Given task: Find the line that contains "formatted like (58,110)". Then set down that line and all the lines after it, to the end of the records, exactly and with nothing added.
+++ Supplied material
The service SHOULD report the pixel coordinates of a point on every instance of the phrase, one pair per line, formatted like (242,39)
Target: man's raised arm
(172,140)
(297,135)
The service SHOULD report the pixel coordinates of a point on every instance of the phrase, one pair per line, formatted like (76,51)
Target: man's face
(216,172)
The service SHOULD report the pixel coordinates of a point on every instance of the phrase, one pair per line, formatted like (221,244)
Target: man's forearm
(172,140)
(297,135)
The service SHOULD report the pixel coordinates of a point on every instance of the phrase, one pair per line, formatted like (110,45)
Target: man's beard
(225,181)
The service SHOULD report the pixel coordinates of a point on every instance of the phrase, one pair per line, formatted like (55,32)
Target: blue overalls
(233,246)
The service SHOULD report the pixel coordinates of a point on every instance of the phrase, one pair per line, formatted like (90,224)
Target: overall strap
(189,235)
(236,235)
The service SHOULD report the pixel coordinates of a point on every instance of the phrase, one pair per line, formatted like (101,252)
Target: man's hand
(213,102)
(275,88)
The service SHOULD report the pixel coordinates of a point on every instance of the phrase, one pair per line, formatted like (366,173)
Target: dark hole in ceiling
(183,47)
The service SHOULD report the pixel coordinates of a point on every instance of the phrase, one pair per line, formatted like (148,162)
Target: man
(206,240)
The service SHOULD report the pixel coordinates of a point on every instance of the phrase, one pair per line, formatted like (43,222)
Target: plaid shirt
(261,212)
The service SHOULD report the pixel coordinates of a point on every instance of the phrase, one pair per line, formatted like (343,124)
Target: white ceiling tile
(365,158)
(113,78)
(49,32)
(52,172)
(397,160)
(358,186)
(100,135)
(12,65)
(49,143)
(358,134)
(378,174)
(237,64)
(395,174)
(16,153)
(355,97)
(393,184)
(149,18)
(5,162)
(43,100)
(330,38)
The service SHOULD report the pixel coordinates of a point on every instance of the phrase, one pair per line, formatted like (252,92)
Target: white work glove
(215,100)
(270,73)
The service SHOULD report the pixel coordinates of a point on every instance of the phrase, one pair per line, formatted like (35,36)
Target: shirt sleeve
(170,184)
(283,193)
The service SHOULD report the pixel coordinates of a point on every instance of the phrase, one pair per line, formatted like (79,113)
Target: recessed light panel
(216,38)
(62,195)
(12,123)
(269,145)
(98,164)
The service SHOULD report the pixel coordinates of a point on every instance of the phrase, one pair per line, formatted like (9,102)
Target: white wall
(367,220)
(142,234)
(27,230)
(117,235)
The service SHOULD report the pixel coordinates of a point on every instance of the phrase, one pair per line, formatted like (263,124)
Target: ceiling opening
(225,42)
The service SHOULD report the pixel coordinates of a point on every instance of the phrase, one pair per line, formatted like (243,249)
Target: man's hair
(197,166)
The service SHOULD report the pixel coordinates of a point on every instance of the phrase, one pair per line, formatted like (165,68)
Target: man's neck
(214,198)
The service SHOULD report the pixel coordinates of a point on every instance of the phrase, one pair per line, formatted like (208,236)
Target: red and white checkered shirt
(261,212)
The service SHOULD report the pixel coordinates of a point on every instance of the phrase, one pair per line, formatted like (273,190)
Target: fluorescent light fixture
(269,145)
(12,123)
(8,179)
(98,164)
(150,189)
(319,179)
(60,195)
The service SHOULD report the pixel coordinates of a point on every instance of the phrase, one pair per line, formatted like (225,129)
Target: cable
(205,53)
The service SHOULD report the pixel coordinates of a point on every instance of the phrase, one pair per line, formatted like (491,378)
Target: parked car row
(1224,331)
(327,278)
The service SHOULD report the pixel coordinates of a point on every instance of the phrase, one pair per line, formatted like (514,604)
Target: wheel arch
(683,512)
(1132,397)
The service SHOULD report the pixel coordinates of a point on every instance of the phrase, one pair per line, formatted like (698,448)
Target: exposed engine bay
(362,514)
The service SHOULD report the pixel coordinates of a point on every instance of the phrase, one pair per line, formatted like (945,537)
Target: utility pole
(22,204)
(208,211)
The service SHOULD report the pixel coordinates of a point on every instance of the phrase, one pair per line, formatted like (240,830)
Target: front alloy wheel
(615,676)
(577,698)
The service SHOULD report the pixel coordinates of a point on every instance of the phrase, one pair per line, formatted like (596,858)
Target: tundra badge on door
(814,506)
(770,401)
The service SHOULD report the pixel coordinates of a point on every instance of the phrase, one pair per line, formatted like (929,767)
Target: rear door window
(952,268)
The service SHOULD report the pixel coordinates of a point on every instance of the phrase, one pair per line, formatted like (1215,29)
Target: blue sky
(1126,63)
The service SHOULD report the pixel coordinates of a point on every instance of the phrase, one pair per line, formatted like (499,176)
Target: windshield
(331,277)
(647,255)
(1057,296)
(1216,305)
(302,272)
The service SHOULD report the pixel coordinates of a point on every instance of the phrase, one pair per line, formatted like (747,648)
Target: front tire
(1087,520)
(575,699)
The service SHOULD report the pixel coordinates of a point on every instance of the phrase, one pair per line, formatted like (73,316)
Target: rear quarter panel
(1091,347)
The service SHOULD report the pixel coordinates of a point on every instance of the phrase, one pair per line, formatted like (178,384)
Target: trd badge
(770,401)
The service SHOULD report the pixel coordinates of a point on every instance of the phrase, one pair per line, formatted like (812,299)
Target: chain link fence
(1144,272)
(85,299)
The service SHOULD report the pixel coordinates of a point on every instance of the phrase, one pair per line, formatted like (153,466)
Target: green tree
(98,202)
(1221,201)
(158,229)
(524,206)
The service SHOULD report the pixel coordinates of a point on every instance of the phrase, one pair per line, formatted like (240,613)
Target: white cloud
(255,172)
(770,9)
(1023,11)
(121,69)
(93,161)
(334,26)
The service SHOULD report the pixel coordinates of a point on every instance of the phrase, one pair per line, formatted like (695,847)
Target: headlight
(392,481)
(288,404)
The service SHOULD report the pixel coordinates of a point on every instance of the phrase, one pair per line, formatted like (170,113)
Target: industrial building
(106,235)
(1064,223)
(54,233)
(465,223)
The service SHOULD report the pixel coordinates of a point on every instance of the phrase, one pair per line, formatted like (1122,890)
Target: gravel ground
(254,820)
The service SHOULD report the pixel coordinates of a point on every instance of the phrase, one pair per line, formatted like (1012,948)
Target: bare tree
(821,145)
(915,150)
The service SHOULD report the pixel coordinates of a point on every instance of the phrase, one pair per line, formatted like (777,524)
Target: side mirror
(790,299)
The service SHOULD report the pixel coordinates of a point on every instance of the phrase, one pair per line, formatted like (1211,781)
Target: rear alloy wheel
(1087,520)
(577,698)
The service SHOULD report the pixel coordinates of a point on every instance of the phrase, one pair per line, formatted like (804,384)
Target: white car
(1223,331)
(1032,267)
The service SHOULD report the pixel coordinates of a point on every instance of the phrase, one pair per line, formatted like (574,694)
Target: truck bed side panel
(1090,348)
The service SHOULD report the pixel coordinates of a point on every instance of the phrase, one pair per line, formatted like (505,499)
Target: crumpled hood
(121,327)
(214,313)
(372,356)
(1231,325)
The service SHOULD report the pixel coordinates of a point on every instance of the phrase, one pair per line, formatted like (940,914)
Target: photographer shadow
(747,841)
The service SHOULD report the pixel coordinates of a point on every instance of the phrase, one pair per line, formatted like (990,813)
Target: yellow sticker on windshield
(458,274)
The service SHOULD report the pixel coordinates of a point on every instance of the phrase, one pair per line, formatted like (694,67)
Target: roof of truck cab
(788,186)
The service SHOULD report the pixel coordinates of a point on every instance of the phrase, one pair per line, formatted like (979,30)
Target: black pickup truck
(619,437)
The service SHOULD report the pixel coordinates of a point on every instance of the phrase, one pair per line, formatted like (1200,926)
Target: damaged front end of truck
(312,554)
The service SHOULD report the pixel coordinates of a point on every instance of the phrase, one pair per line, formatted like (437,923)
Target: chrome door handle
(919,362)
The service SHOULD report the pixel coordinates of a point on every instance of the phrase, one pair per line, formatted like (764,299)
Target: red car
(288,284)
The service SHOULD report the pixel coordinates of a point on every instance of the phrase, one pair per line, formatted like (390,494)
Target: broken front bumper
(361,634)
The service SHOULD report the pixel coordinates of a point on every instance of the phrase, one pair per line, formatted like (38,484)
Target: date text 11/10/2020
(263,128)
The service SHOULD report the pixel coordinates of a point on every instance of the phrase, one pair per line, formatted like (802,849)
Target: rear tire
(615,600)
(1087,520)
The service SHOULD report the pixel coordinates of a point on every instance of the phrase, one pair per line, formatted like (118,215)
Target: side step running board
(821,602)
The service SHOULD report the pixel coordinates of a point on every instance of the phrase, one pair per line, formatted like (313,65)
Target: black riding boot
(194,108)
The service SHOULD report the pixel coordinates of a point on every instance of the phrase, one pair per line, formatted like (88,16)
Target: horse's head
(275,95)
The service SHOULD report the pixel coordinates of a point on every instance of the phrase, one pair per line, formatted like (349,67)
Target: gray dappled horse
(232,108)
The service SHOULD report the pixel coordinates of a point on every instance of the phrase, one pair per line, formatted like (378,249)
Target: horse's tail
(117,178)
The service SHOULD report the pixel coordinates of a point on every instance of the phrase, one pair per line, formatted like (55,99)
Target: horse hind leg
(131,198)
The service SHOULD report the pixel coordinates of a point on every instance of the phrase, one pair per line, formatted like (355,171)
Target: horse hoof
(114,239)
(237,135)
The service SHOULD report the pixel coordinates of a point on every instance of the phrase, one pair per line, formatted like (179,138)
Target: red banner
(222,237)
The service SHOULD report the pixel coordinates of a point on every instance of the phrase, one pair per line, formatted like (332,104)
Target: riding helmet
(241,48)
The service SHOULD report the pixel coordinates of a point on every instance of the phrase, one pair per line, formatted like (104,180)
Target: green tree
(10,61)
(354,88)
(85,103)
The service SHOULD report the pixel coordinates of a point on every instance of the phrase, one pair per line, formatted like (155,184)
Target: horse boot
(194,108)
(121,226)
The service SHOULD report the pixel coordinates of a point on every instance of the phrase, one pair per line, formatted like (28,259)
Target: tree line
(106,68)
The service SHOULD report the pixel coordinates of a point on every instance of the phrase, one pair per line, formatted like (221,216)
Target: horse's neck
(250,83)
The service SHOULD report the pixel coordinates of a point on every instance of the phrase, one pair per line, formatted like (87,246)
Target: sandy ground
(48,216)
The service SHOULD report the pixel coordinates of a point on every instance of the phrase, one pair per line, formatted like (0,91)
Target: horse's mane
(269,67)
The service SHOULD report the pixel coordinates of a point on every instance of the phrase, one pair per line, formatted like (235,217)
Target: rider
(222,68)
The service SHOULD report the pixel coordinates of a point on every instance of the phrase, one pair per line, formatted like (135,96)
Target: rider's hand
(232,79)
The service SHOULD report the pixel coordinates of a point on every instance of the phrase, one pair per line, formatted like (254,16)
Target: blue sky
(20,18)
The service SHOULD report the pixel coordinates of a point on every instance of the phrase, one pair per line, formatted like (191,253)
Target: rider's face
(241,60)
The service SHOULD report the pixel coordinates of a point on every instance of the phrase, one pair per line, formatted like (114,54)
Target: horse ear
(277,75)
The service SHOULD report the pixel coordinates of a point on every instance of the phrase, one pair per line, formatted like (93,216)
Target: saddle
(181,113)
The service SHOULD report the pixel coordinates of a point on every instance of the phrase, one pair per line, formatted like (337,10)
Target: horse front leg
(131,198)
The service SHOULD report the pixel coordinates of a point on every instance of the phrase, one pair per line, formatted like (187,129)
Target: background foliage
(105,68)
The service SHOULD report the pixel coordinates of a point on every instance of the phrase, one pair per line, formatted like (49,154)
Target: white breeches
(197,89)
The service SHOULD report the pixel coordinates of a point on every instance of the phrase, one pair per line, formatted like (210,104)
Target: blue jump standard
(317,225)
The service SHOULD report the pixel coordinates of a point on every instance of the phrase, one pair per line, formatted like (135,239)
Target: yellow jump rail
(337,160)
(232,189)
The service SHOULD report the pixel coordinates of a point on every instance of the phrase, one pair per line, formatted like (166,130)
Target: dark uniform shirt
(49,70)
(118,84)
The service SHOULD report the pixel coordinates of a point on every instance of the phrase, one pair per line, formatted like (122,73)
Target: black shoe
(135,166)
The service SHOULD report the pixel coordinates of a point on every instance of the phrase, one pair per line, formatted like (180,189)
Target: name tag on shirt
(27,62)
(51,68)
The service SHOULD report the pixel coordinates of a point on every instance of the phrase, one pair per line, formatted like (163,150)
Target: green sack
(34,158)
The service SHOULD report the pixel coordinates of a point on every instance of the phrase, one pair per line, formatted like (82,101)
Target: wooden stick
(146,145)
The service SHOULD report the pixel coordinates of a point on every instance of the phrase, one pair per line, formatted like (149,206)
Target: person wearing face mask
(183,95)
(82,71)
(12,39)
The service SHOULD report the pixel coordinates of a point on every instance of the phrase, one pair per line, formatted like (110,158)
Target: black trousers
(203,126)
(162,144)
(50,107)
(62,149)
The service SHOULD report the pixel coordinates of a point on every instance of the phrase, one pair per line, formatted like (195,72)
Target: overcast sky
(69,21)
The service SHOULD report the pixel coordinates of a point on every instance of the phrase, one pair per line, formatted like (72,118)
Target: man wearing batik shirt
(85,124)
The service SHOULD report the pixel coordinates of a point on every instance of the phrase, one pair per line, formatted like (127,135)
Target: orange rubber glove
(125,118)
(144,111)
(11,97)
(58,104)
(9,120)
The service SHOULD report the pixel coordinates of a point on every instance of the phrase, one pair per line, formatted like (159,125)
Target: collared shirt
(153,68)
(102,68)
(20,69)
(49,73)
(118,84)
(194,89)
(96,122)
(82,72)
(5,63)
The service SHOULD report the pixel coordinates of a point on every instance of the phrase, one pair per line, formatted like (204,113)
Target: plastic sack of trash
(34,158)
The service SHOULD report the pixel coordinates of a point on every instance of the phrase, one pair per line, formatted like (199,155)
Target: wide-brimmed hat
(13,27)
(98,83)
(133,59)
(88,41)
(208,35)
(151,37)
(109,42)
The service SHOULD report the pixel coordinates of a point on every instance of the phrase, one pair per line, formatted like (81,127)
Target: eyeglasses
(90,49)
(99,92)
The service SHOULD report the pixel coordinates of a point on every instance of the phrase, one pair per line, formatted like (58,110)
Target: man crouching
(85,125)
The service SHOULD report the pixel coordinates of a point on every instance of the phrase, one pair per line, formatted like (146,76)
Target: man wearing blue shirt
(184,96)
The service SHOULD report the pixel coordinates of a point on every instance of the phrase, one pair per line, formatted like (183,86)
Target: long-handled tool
++++++
The reply:
The service SHOULD report the pixel coordinates of a point on every instance of the phrase, one pair per line, formatted like (58,110)
Target: man crouching
(85,125)
The service SHOULD report the pixel coordinates of a point on every instance of the phrase, one pair per line, formatted like (146,76)
Target: man wearing blue shirt
(184,96)
The service SHOULD report the pixel coordinates of a point on every instance of the phrase, one pair per line, formatted like (183,86)
Target: long-handled tool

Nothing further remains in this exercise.